- Tasks to perform:
[a] Name every header field that appears in the mailing-list post below, from the line after the feed links down to the blank line.
[b] Transcribe the stretch of the mailing-list post below from "To: linux-arm-kernel@lists.infradead.org" through "Message-ID: <54BE25EF.3060004@suse.cz> (raw)".

- Provided text:
----
All of lore.kernel.org
 help / color / mirror / Atom feed
From: vbabka@suse.cz (Vlastimil Babka)
To: linux-arm-kernel@lists.infradead.org
Subject: Issue on reserving memory with no-map flag  in  DT
Date: Tue, 20 Jan 2015 10:54:55 +0100	[thread overview]
Message-ID: <54BE25EF.3060004@suse.cz> (raw)
In-Reply-To: <54BD99F7.8050603@codeaurora.org>

On 01/20/2015 12:57 AM, Laura Abbott wrote:
> On 1/19/2015 7:49 AM, Vlastimil Babka wrote:
>> On 01/17/2015 01:24 AM, Laura Abbott wrote:
>>
>> I admit I may not see clearly through all the arch-specific layers and various
>> config option combinations that are possible here, so I might be misinterpreting
>> the code. But I think the problem here is not insufficient allocation size, but
>> something else.
----
- Supplied records:
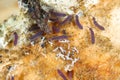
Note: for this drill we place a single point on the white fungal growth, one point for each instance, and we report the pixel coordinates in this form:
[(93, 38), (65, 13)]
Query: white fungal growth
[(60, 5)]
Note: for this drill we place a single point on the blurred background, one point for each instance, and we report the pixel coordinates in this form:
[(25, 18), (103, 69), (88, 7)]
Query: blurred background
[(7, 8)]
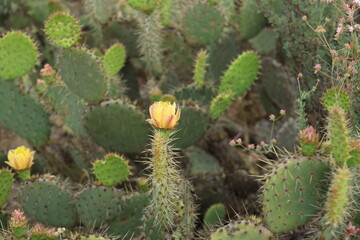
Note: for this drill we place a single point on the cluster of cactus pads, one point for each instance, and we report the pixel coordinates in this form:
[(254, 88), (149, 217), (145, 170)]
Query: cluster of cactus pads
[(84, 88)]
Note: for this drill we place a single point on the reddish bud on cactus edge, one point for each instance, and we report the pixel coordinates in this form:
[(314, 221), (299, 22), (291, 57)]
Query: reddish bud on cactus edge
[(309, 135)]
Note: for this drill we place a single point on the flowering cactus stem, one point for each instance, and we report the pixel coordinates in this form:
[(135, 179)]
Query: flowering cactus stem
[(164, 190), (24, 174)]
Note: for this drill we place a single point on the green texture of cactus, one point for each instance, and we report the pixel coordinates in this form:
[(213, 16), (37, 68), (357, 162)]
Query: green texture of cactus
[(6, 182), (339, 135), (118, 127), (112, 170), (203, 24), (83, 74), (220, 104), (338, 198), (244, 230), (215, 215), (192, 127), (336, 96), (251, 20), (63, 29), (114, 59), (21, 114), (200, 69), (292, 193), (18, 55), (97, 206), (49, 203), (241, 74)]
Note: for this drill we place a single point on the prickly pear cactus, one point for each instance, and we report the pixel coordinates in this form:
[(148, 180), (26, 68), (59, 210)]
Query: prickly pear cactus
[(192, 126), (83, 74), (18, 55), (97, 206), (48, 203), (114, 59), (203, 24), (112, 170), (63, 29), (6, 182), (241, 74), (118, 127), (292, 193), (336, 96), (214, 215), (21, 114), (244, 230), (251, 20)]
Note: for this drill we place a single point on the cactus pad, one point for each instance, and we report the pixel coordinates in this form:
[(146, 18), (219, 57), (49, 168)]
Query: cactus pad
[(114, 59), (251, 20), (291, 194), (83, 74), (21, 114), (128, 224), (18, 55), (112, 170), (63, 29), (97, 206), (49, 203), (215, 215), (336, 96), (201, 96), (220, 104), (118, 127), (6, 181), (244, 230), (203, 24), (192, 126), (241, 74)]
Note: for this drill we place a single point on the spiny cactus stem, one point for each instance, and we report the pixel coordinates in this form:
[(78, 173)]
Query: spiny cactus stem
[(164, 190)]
----
- Task-by-task answers:
[a] From, To, Subject, Date, Message-ID, In-Reply-To

[b]
To: linux-arm-kernel@lists.infradead.org
Subject: Issue on reserving memory with no-map flag  in  DT
Date: Tue, 20 Jan 2015 10:54:55 +0100	[thread overview]
Message-ID: <54BE25EF.3060004@suse.cz> (raw)